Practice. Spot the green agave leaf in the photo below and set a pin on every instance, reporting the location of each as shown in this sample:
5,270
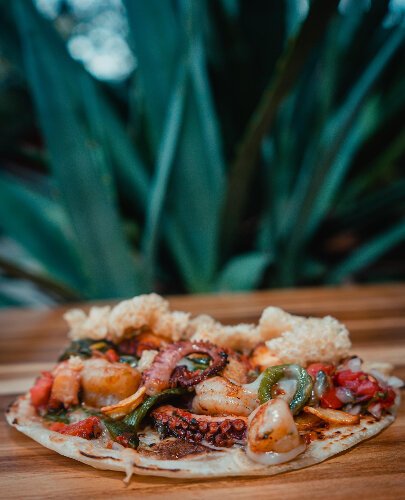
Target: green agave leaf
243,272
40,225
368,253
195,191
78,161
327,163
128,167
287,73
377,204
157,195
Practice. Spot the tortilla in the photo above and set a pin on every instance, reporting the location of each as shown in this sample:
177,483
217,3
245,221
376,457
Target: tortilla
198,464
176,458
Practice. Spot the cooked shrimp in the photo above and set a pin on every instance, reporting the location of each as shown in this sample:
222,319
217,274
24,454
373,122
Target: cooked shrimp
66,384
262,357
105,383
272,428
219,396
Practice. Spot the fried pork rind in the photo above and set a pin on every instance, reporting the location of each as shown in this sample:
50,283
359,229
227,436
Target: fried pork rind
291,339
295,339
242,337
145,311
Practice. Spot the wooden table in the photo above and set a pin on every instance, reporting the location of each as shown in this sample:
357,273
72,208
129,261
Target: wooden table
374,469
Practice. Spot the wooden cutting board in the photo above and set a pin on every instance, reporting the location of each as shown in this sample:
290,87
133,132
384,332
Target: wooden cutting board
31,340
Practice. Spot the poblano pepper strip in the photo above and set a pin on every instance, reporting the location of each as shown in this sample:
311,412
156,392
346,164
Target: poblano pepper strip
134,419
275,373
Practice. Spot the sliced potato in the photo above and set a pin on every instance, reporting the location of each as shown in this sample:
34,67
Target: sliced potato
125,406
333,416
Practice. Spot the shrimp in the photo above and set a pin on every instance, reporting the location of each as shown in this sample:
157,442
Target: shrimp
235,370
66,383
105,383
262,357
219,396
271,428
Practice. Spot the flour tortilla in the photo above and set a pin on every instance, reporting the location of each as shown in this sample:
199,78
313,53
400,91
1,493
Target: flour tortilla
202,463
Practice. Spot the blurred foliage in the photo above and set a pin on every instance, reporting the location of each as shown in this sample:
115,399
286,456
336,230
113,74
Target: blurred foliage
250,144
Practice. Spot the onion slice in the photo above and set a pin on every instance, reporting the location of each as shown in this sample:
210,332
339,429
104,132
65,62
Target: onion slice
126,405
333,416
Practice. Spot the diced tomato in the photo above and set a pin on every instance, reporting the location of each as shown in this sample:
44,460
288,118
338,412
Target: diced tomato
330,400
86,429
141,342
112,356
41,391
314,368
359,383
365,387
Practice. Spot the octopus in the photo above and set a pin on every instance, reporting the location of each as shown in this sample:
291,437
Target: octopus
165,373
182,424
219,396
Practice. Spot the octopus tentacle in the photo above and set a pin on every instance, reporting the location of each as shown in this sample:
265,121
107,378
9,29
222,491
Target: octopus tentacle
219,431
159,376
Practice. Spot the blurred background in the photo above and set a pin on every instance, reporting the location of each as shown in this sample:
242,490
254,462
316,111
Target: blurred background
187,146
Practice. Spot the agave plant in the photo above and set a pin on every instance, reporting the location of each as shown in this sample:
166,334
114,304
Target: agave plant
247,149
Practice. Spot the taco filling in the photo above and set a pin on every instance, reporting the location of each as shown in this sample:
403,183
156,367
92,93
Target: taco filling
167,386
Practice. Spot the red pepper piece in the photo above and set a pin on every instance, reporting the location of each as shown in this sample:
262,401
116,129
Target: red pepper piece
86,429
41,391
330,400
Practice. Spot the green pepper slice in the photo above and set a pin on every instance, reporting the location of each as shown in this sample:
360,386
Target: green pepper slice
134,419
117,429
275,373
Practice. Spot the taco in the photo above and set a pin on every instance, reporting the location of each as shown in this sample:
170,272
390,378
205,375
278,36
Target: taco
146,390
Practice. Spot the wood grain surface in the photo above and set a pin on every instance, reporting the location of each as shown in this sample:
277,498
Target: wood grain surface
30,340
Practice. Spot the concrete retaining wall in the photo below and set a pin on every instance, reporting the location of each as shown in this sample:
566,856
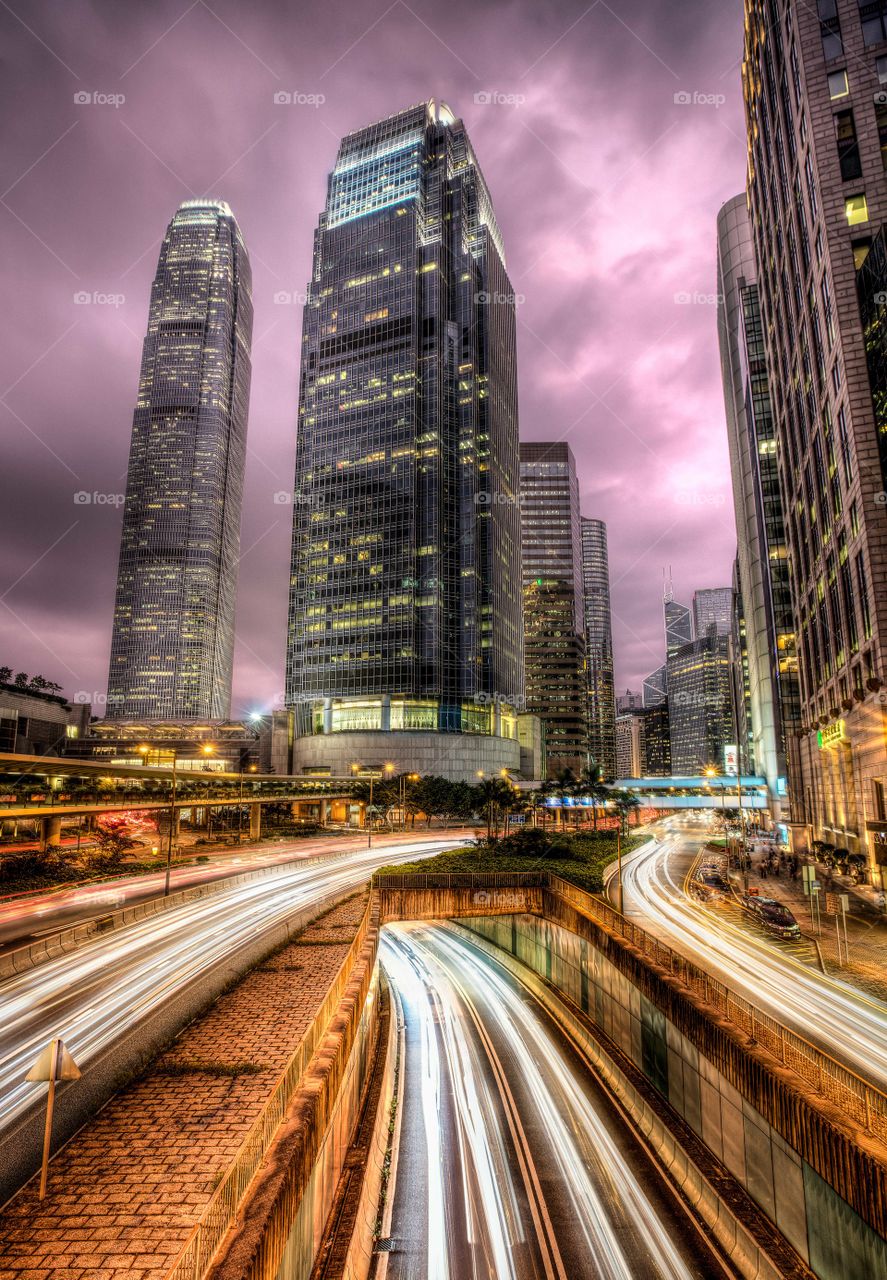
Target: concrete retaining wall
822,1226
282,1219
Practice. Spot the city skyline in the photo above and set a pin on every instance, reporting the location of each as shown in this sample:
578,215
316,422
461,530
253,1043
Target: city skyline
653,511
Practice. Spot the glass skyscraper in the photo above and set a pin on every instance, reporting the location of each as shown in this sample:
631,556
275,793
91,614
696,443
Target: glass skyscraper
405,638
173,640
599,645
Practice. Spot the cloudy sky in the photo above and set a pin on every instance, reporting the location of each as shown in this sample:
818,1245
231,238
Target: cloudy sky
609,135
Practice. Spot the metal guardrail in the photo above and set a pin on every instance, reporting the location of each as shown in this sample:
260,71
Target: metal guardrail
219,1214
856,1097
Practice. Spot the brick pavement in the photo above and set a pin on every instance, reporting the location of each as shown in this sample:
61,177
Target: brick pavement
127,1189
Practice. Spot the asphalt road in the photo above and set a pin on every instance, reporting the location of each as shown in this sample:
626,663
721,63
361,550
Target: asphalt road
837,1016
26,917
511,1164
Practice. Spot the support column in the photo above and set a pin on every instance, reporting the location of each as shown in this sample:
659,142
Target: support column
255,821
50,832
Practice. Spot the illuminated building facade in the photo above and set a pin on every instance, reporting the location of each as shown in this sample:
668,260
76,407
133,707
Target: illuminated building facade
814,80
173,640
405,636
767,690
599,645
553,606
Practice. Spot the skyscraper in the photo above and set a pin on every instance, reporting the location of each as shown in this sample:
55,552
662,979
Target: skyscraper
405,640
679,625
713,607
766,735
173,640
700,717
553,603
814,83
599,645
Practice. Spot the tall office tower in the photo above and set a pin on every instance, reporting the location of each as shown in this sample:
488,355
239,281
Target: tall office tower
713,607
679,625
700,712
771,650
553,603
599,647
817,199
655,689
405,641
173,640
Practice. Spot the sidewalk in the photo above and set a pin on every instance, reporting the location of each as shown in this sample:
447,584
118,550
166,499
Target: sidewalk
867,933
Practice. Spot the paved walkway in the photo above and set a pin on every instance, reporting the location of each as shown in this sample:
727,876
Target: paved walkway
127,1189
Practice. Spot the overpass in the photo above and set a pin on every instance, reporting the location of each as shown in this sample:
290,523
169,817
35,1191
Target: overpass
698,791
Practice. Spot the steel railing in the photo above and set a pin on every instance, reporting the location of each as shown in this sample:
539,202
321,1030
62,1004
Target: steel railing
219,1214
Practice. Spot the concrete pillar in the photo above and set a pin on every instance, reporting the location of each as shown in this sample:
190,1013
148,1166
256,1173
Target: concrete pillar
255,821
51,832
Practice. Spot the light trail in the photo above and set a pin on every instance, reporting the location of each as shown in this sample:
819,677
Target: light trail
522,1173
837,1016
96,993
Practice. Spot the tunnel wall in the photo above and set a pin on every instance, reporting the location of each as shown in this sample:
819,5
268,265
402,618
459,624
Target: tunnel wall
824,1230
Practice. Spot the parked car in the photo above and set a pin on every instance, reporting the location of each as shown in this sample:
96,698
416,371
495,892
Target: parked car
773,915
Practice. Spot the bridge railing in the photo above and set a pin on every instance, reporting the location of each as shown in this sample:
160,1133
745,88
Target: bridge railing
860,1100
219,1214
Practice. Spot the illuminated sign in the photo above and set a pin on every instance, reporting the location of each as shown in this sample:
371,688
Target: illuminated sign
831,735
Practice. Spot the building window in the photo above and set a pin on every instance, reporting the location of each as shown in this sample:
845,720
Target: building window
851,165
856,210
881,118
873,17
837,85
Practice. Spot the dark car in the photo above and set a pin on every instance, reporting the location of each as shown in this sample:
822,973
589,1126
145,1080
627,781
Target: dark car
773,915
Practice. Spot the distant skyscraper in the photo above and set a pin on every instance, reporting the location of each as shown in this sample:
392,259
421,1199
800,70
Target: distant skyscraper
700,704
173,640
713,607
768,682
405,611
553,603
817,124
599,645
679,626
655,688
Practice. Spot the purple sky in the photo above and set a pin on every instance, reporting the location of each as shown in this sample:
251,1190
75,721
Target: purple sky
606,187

========

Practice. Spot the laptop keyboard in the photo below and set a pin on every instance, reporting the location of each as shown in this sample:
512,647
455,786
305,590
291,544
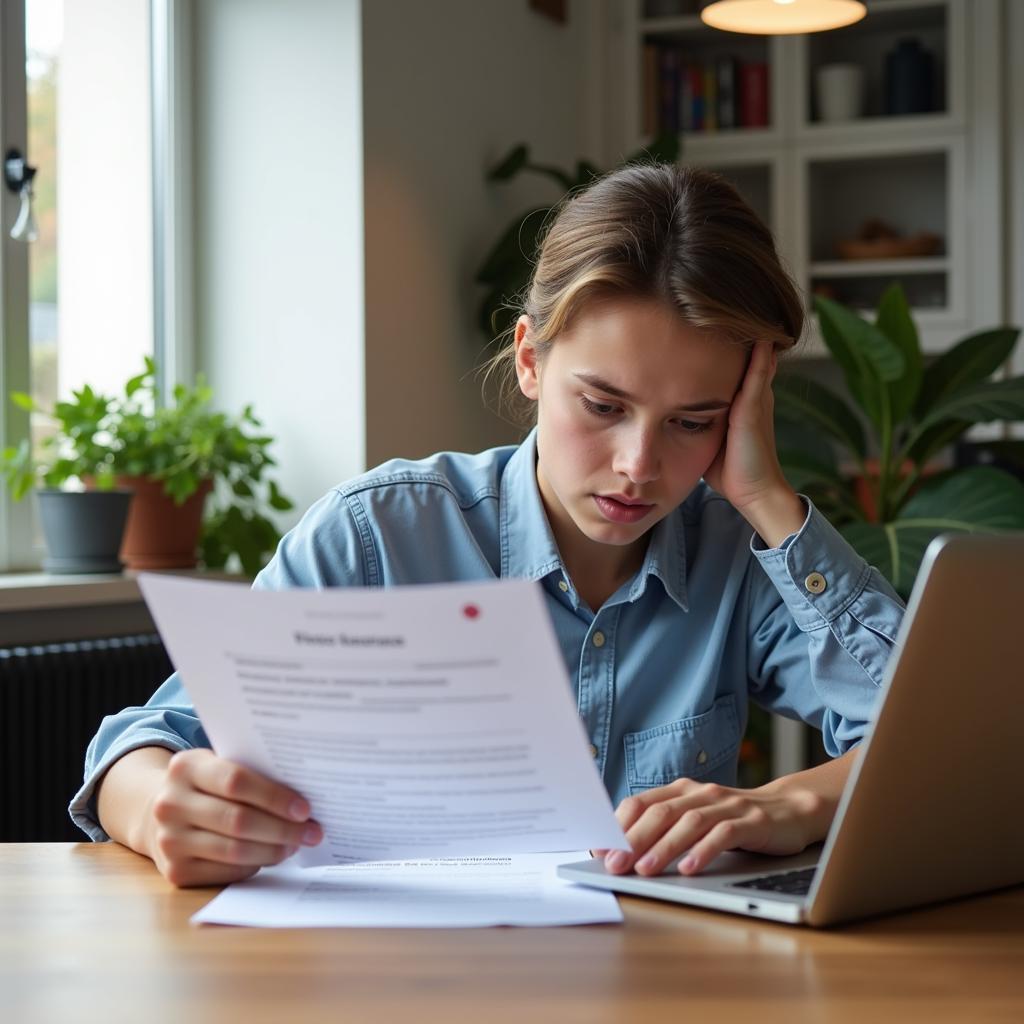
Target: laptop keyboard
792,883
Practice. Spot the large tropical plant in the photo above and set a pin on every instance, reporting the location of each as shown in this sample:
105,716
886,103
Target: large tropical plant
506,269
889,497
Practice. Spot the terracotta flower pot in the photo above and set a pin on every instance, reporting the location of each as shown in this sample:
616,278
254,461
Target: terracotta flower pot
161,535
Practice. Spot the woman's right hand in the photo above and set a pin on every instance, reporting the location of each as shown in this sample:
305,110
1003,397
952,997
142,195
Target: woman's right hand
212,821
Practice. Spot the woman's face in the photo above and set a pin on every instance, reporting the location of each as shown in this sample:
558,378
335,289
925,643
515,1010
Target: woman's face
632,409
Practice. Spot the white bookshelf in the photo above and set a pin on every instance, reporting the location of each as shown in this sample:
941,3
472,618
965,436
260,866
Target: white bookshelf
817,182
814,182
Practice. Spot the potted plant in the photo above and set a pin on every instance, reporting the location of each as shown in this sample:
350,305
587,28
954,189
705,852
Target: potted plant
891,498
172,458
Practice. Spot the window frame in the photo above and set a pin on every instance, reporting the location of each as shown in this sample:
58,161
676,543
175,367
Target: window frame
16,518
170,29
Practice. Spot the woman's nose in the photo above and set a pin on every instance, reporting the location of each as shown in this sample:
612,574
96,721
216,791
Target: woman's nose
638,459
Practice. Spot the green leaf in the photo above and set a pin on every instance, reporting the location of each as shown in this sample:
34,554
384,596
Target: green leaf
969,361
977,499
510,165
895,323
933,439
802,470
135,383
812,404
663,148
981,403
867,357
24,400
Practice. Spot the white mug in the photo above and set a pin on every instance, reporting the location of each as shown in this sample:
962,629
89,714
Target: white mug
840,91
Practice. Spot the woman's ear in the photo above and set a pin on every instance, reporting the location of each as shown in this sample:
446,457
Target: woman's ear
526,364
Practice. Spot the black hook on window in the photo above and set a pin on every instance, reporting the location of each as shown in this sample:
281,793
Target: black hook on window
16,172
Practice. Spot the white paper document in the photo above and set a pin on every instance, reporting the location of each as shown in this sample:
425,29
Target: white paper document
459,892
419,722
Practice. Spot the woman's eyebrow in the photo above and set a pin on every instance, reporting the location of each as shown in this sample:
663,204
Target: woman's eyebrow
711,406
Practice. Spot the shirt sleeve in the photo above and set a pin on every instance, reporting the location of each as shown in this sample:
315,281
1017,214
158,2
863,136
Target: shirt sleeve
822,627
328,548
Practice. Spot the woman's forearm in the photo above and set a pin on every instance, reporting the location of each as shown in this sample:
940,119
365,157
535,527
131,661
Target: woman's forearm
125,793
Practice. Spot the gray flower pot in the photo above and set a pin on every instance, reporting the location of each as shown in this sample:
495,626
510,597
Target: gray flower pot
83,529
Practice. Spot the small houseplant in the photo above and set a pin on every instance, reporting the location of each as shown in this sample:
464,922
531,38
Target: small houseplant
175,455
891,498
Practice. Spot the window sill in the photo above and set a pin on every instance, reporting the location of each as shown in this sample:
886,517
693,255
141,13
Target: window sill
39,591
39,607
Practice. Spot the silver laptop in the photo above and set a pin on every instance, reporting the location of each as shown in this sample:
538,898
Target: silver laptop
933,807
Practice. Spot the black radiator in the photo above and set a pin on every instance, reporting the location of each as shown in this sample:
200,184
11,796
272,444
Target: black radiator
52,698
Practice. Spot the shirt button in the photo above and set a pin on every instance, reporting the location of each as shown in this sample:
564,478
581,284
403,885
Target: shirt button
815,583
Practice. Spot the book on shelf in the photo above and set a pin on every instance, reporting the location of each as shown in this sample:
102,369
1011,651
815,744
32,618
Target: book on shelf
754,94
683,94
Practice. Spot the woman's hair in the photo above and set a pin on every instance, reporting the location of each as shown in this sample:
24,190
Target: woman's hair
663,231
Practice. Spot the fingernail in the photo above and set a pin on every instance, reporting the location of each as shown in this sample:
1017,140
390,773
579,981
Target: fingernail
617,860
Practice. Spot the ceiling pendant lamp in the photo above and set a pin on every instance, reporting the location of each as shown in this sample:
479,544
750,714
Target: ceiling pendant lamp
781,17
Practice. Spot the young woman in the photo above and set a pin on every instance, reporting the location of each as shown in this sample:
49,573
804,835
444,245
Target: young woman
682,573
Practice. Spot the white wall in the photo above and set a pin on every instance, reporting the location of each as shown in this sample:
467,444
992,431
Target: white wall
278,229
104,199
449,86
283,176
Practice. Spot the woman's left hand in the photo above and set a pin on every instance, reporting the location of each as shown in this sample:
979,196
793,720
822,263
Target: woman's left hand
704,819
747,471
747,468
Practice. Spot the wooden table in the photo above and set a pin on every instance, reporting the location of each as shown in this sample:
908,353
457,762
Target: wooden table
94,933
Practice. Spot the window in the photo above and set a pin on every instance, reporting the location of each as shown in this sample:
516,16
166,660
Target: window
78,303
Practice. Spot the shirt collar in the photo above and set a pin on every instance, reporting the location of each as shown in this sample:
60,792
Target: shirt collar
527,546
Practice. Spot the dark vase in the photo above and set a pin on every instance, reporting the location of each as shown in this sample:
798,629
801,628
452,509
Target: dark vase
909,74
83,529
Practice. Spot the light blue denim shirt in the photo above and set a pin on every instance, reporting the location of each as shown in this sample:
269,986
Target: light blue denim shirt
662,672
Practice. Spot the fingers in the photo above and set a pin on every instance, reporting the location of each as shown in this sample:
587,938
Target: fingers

========

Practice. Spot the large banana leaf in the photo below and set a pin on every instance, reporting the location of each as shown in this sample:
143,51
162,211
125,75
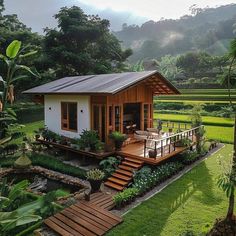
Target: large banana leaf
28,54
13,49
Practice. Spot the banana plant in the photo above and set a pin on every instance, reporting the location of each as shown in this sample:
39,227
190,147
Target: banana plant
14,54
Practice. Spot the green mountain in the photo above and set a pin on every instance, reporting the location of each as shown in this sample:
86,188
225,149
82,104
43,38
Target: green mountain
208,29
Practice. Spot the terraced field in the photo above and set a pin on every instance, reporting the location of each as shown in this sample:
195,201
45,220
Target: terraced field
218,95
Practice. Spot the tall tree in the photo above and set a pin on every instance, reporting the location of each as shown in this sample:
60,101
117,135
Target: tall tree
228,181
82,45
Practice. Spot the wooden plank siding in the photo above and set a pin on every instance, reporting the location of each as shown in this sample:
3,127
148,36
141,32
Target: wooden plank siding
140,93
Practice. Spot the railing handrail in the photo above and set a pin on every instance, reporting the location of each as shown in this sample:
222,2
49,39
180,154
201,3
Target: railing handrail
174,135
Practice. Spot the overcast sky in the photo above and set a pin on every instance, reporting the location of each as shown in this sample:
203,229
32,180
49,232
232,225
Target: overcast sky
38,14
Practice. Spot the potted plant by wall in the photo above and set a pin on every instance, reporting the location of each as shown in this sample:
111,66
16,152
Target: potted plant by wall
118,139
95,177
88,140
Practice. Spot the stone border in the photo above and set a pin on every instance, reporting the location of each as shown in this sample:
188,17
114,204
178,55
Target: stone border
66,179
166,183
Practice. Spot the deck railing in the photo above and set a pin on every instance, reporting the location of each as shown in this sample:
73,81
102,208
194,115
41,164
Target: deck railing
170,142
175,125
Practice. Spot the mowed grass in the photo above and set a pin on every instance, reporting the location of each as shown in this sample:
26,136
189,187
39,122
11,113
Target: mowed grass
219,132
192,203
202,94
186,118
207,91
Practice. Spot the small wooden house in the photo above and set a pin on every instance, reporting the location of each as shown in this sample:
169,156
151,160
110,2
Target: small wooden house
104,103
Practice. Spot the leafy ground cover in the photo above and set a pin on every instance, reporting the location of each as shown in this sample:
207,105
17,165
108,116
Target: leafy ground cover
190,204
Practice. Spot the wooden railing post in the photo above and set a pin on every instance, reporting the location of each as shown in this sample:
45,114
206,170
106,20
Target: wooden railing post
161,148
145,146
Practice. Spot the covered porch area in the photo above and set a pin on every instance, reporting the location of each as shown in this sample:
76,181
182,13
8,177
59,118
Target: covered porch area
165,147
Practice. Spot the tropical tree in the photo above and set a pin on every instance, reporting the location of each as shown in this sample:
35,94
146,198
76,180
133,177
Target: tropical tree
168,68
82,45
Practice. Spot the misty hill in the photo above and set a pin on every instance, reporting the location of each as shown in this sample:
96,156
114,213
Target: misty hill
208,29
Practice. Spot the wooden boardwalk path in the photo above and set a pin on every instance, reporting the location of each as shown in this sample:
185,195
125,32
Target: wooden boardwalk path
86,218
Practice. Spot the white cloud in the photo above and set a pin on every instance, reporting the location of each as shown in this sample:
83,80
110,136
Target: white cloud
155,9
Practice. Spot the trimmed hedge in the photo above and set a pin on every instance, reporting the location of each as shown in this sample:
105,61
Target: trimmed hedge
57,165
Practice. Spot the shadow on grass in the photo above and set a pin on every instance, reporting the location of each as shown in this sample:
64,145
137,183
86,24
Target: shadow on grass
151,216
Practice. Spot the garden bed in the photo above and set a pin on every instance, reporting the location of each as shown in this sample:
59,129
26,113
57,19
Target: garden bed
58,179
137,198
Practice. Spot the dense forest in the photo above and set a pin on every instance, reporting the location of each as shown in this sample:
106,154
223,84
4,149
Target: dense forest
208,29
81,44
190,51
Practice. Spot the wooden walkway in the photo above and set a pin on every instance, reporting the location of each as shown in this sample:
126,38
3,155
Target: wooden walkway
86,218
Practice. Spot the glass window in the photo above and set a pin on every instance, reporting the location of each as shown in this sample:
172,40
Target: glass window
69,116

========

> WRITTEN INSTRUCTION
Show each line of the data above that contains the word "banana".

> TASK RESULT
Practice. Spot the large banana leaf in the photo below and set a pin on every instance, reporting the location of each as shown in this sample:
Target: large banana leaf
Practice. Spot the banana plant in the photo above and set a pin on every instance, reporting the location of each as shown in this sample:
Target: banana plant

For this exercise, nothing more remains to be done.